- **Source excerpt**:
════════════════

In the far western point of Slovenia, there are hills full of orchards—famous for their cherries—and, of course, vineyards.
Where to drink:
Reia, reia.si, is a winery run today by father Marko and his daughter Maja. They work biodynamically with local indigenous grape varieties (Rebula, Tocai, Malvazija, and Cabernet), all while keeping alive the memory of the founder, the grandfather, a telegraphist during World War I. The labels on the bottles, which may seem identical at first, actually have different colors, and each color corresponds to a Morse code that indicates the year the wine was harvested. Marko is deeply connected to the land and speaks like the Native Americans: when referring to wines, for example, he doesn't think in terms of years, but in lunar phases.
Before heading back, don't miss a dinner at Hiša Franko, hisafranko.com, the Michelin three-star restaurant by chef Ana Roš in Kobarid (Caporetto). She began creating top-level cuisine, using local resources and foraging (searching for wild food), sparking a trend in the Balkans that has also influenced wine production.

Soundtrack for the stage:
In the army now (Laibach), the German band Rammstein owes everything to this group from Trbovlje.
Plastika (Joker Out), very contemporary Slovenian rock.
Zum Zum (Magnificent), trashy music with style.
Hejtr (Pigs Parlament), punk-ska-HC-metal band from Slovenia.

════════════════

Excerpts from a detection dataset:
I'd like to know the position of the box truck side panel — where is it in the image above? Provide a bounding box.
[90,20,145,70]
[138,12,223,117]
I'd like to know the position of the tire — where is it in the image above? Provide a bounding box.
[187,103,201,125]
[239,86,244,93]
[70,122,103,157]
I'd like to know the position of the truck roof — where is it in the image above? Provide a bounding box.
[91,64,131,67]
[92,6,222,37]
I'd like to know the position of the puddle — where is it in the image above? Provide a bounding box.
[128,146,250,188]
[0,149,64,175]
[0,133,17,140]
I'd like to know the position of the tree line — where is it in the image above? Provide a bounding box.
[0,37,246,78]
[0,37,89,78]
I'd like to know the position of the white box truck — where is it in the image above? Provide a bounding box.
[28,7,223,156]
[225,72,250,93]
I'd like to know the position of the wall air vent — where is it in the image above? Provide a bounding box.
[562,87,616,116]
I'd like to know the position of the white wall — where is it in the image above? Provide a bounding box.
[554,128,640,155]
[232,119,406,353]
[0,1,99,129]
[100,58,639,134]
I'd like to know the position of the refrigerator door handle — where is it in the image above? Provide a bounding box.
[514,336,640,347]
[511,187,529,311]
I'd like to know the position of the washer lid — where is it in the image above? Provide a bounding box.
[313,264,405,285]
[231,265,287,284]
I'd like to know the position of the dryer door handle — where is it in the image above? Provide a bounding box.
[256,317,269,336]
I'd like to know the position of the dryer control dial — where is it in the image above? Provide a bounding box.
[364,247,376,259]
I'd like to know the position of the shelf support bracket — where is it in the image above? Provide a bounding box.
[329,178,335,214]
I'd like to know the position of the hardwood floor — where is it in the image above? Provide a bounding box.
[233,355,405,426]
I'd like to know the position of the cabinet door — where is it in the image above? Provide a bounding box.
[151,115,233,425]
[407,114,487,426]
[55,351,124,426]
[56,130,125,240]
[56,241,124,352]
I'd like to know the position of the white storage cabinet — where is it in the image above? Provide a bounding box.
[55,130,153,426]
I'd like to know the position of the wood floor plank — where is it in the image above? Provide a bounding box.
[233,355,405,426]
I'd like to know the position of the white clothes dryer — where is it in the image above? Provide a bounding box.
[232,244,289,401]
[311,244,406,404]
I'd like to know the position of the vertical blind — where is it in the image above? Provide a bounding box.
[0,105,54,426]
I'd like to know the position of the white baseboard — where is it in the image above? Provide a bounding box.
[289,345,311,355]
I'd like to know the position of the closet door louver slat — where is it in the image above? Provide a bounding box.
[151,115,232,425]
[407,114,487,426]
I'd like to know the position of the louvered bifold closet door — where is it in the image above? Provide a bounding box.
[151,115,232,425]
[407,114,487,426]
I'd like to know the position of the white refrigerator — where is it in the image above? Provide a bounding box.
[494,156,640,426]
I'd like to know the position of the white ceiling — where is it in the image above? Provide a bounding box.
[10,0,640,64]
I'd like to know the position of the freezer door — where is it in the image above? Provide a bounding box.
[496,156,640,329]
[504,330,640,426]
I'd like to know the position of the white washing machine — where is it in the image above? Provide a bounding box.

════════════════

- **The tasks**:
1. Answer from the Slovenia passage:
(a) Who runs the Reia winery today?
(b) In which town is Hiša Franko located?
(c) Which group performs "Plastika"?
2. Please put the lines of the records between the line holding "I'd like to know the position of the truck" and the line holding "[511,187,529,311]", inclusive, into a JSON list of strings with one string per line and blank lines omitted.
These records bear no relation to the Slovenia passage.

- **Solution list**:
1.
(a) Father Marko and his daughter Maja.
(b) Kobarid (Caporetto).
(c) Joker Out.

2.
[
  "I'd like to know the position of the truck roof — where is it in the image above? Provide a bounding box.",
  "[91,64,131,67]",
  "[92,6,222,37]",
  "I'd like to know the position of the puddle — where is it in the image above? Provide a bounding box.",
  "[128,146,250,188]",
  "[0,149,64,175]",
  "[0,133,17,140]",
  "I'd like to know the position of the tree line — where is it in the image above? Provide a bounding box.",
  "[0,37,246,78]",
  "[0,37,89,78]",
  "I'd like to know the position of the white box truck — where is it in the image above? Provide a bounding box.",
  "[28,7,223,156]",
  "[225,72,250,93]",
  "I'd like to know the position of the wall air vent — where is it in the image above? Provide a bounding box.",
  "[562,87,616,116]",
  "I'd like to know the position of the white wall — where is it in the image above? Provide a bounding box.",
  "[554,128,640,155]",
  "[232,119,406,353]",
  "[0,1,99,129]",
  "[100,58,639,134]",
  "I'd like to know the position of the refrigerator door handle — where is it in the image above? Provide a bounding box.",
  "[514,336,640,347]",
  "[511,187,529,311]"
]